Point labeling records
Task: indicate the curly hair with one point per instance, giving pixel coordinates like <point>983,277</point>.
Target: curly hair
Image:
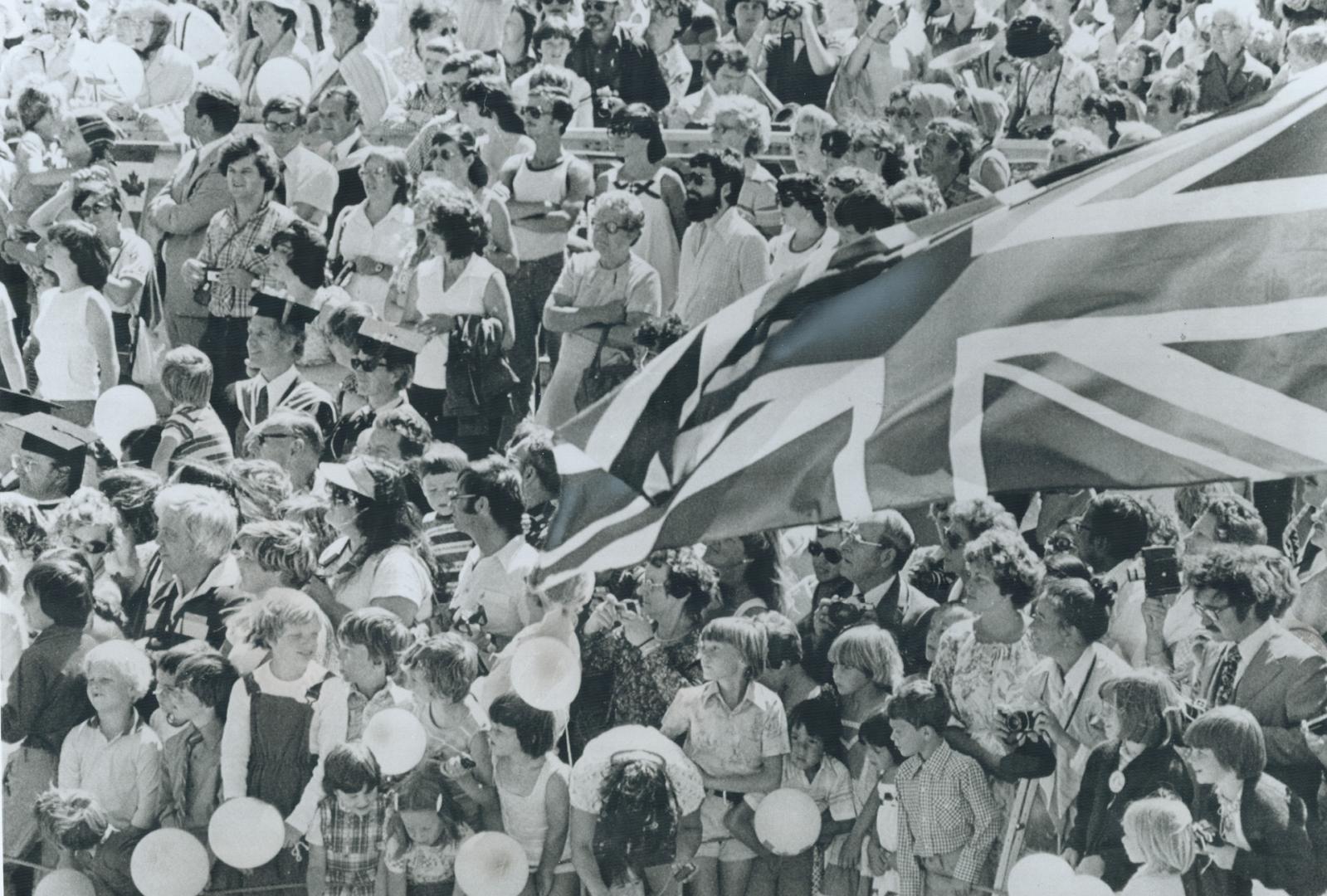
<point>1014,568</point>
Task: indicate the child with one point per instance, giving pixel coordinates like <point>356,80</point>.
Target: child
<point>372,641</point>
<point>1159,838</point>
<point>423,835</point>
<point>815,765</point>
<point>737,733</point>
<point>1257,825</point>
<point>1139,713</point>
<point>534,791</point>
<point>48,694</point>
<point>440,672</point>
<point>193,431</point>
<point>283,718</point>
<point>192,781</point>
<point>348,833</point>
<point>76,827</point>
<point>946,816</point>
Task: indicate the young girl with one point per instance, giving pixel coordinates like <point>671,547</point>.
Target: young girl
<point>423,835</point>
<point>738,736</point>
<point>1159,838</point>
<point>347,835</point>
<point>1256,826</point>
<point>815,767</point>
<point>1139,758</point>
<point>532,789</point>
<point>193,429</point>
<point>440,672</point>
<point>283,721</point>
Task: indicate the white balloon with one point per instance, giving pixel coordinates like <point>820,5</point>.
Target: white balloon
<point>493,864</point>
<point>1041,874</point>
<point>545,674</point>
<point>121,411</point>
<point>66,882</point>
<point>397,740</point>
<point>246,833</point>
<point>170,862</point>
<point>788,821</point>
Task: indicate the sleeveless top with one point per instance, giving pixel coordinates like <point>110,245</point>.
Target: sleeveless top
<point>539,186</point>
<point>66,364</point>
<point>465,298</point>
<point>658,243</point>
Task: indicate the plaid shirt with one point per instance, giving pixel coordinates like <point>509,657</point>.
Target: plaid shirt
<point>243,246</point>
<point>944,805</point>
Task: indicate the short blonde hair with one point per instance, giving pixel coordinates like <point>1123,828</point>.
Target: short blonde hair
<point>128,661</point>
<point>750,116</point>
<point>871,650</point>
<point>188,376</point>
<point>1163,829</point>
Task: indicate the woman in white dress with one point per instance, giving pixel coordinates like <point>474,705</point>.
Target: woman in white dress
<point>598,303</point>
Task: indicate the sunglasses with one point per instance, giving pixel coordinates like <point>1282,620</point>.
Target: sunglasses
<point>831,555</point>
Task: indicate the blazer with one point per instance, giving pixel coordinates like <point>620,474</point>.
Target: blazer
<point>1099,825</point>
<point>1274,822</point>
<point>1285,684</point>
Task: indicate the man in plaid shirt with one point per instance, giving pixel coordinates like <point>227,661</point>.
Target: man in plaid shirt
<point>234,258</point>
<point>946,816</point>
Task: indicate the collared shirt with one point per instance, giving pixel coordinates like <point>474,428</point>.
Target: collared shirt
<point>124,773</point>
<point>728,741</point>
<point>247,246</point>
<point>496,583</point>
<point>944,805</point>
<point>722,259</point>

TASK TO COMPLETE | Return every line of the records above word for word, leaving out the pictures.

TASK RESPONSE |
Task: indicate the curly hair with one point per instance, giving pixel coordinates like <point>983,277</point>.
Target: curly hair
Image:
<point>1014,568</point>
Task: indicate the child with one point per instance, giving pixel coordinates like <point>356,80</point>.
Target: child
<point>372,641</point>
<point>1159,838</point>
<point>423,835</point>
<point>815,765</point>
<point>737,733</point>
<point>1257,825</point>
<point>1139,713</point>
<point>534,791</point>
<point>48,694</point>
<point>440,672</point>
<point>193,431</point>
<point>283,718</point>
<point>192,781</point>
<point>348,833</point>
<point>76,827</point>
<point>946,816</point>
Task: indicate the young girl with one point per instance, giving pixel coordinates like <point>671,547</point>.
Target: young girl
<point>423,835</point>
<point>738,736</point>
<point>1159,838</point>
<point>347,835</point>
<point>1256,826</point>
<point>815,767</point>
<point>1139,758</point>
<point>532,789</point>
<point>193,429</point>
<point>440,672</point>
<point>283,721</point>
Task: indicate the white balloon with one point per instance, giving pixel coordinates like <point>820,5</point>.
Target: white balloon
<point>493,864</point>
<point>1041,874</point>
<point>545,674</point>
<point>121,411</point>
<point>66,882</point>
<point>397,740</point>
<point>246,833</point>
<point>170,862</point>
<point>788,821</point>
Task: indicate the sleeveless top with one point per instance, giving pixel coordinates like <point>110,245</point>.
Target: sleeveless top
<point>539,186</point>
<point>66,364</point>
<point>465,298</point>
<point>658,243</point>
Task: indicate the plaid shirt with one point per instance, giving pixel coordinates like <point>509,657</point>.
Target: plaid shirt
<point>243,246</point>
<point>944,805</point>
Task: indicate the short blonde hair with one point per instance, giving pixel coordinates like <point>1123,828</point>.
Target: short blonde hair
<point>128,661</point>
<point>750,116</point>
<point>871,650</point>
<point>188,376</point>
<point>1163,829</point>
Task: indicate the woman in white dress with one point per instance, giving pixel coordinates like <point>474,705</point>.
Target: woman in white dress
<point>598,303</point>
Task: indicate the sunglasses with one point per instance, giving pixel coordinates like <point>1282,620</point>.
Target: sunglasses
<point>831,555</point>
Task: indicate the blazer with one point per instance, giving pixel coordinates like <point>620,474</point>.
Target: blazer
<point>1099,825</point>
<point>1274,822</point>
<point>1285,684</point>
Task: indicate the man in plaid shirt with one point per instance, giving pixel coordinates like <point>227,661</point>.
Target: man in plaid shirt
<point>234,258</point>
<point>946,816</point>
Task: indicate the collared shirt with one point per instance, giving pixel coordinates like <point>474,428</point>.
Target: collared shirt
<point>124,773</point>
<point>728,741</point>
<point>247,246</point>
<point>496,583</point>
<point>944,805</point>
<point>722,259</point>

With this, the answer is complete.